### WORK ORDER
Could you retype the records word for word but without any pictures?

━━━━━━━━━━

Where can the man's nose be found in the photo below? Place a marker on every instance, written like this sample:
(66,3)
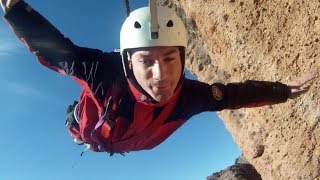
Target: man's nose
(158,71)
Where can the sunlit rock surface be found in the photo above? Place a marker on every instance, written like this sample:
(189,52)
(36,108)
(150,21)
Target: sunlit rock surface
(232,41)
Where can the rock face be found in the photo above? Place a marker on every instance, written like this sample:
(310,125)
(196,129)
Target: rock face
(232,41)
(242,169)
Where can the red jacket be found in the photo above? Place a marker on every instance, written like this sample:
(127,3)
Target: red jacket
(140,123)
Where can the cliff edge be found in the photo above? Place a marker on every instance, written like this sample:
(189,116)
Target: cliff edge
(233,41)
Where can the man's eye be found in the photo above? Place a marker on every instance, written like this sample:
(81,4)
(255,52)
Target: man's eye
(169,59)
(146,62)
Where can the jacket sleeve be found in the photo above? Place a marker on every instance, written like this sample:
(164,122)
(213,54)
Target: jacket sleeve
(56,52)
(199,97)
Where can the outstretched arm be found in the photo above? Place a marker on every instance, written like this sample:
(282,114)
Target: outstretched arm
(7,4)
(93,67)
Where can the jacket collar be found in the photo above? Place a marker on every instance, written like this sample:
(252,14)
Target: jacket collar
(144,98)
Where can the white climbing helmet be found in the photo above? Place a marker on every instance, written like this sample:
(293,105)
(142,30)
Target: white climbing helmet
(136,31)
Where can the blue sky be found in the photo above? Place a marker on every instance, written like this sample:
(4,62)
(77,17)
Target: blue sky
(35,143)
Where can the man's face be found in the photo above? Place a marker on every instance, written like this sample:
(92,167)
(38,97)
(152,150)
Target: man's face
(157,70)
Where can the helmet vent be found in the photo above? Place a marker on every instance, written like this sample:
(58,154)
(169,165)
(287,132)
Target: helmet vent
(170,23)
(137,25)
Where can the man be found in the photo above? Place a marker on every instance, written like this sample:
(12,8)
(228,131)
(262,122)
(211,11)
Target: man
(135,100)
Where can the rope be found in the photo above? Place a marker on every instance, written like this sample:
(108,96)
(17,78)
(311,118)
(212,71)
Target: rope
(127,6)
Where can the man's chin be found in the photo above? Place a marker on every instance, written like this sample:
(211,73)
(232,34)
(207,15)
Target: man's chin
(162,98)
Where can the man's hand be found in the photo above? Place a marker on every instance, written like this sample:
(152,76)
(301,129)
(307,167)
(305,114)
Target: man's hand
(7,4)
(299,87)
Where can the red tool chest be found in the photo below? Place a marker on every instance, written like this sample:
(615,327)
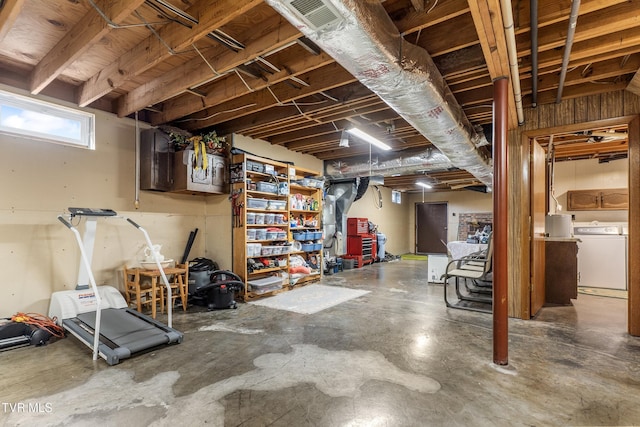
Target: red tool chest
(364,245)
(356,226)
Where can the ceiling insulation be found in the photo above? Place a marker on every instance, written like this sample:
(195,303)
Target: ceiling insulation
(361,37)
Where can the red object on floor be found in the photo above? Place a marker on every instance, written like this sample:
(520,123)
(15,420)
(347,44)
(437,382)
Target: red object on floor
(357,226)
(358,258)
(364,245)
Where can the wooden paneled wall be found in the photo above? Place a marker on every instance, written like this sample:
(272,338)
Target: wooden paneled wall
(569,112)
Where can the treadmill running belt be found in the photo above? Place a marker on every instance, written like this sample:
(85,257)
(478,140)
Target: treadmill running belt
(126,330)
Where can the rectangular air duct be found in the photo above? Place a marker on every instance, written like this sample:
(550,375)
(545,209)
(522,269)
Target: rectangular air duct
(365,41)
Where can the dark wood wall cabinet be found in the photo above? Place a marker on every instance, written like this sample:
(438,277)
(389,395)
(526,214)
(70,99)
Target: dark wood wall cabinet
(604,199)
(561,271)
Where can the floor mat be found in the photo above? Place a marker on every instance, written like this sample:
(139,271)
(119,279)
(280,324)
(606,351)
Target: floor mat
(600,292)
(310,299)
(414,257)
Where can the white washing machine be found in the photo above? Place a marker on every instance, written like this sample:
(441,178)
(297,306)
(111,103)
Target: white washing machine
(602,257)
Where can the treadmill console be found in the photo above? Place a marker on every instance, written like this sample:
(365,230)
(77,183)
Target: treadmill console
(91,212)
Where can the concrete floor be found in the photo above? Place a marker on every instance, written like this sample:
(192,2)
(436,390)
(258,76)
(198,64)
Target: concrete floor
(393,357)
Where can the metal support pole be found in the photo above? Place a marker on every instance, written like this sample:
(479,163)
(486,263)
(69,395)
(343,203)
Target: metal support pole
(500,222)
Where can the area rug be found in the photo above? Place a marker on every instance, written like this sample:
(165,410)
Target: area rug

━━━━━━━━━━

### RESPONSE FOR THIS EXERCISE
Where can the man's nose be found in the photo below? Place a marker on every instance, written like this sample:
(66,3)
Target: man's nose
(158,71)
Where can the sunlit rock surface be found in the photo above? Place a marker on every instance, written like this sample:
(189,52)
(36,108)
(150,21)
Target: sunlit rock surface
(232,41)
Where can the rock face be found in the photo above? Place a marker on every instance, written like this sample:
(310,125)
(196,129)
Target: rock face
(232,41)
(242,169)
Where can the red jacket be found in the photo above? Place a marker on every instance, written like this sample:
(127,3)
Target: red jacket
(140,123)
Where can the cliff edge be found in the photo above? Place a marker on every instance, written like this sample:
(189,116)
Target: cliff edge
(233,41)
Where can the man's eye be found in the photo above? Place a marker on every instance, written like this sample:
(81,4)
(255,52)
Target: man's eye
(169,59)
(146,62)
Where can the jacket sleeve be found in the photo above? Place a marker on every instance, written like this sample:
(164,122)
(213,54)
Target: jacket sleeve
(56,52)
(199,97)
Where can the outstretched arm be found in the photo above? Place a marker on every instance, written like this sample:
(282,114)
Target: outstretched arm
(7,4)
(93,67)
Where can the jacket collar be found in the photo above? Place a marker on every instance, written like this sample:
(252,14)
Target: jacket collar
(144,98)
Where can the white climbing helmet be found in the photo above? Place a marker on every instance, written like this sample:
(293,105)
(142,30)
Target: white climbing helmet
(136,31)
Where can the blue sky be found in the photo above? Place a marker on every instance, written like this sample:
(4,62)
(77,17)
Target: blue sky
(35,143)
Where can the man's face be found in the photo above? Place a marker on every instance, written like this sample:
(92,167)
(38,97)
(152,150)
Target: man's face
(157,70)
Where can the helmet vent be found in the photo above? Place a marker on every instance, written like this sample:
(58,154)
(169,165)
(287,132)
Target: helmet vent
(170,23)
(137,25)
Where can the man be found in the photo above? Place a marker on every instance, written like this sample:
(12,8)
(228,131)
(262,122)
(211,11)
Target: man
(135,100)
Where can the rope be found in the photo above? Place a marker on every instance, written like this sample:
(108,96)
(17,78)
(311,118)
(212,71)
Target: rope
(127,6)
Where can the man's chin be found in the photo above? Place a marker on every instance, written like this sample:
(211,73)
(232,34)
(207,15)
Target: man's chin
(162,98)
Where can the man's hand be found in the photo above? Place a marker on every instance, written like this sample:
(152,76)
(301,129)
(307,167)
(305,114)
Target: man's hand
(7,4)
(299,87)
Where can the red tool chest be found in the photo below? Place a marker on every instance, written like this sample:
(615,327)
Target: red tool chest
(364,245)
(356,226)
Where can the ceiling insulation be found in the photo above? Place a marker on every instance, written like this sample:
(195,303)
Target: ceiling insulation
(361,37)
Where can the red object on floor be found in the photo above? Place a marker on every instance, written like this sample:
(520,123)
(15,420)
(347,44)
(437,382)
Target: red object on floor
(357,226)
(358,258)
(364,245)
Where can the wooden paneled wall be found in the photo above? Place a marker on every instance, written like this sample:
(272,338)
Target: wooden paneled wall
(569,112)
Where can the treadmill running belt be found in the photo above? Place a marker on every instance, written like this sample:
(85,257)
(478,140)
Target: treadmill running belt
(126,330)
Where can the rectangular air duct be found in the photo above? Place a marker on every instance, written like this sample:
(550,375)
(545,209)
(522,269)
Target: rectangular air duct
(365,41)
Where can the dark wood wall cabinet be found in the photo above? Place a marker on every instance, written like this sample:
(438,277)
(389,395)
(526,214)
(70,99)
Target: dark wood wall cabinet
(604,199)
(561,271)
Where can the floor mat be found in the photo above? Place a marker on every instance, written like this sample:
(139,271)
(119,279)
(280,324)
(606,351)
Target: floor mat
(600,292)
(310,299)
(414,257)
Where can the white washing machine be found in the photo above? Place a marker on every instance, written like this sample:
(441,178)
(297,306)
(111,103)
Target: white washing machine
(602,257)
Where can the treadmill console be found in the photo above? Place a marker on every instance, written like this sample:
(365,230)
(77,183)
Target: treadmill console
(91,212)
Where can the concrete floor be found in the photo above? Place a marker on every instance, written like this sample:
(192,2)
(436,390)
(258,76)
(198,64)
Target: concrete floor
(393,357)
Where can the metal support pole be found in the photo above? Place a marker on every instance, written like this sample:
(479,163)
(486,263)
(69,395)
(343,203)
Target: metal support pole
(500,222)
Where can the area rug be found in the photo above? Place a marker on every instance, written like this sample:
(165,410)
Target: area rug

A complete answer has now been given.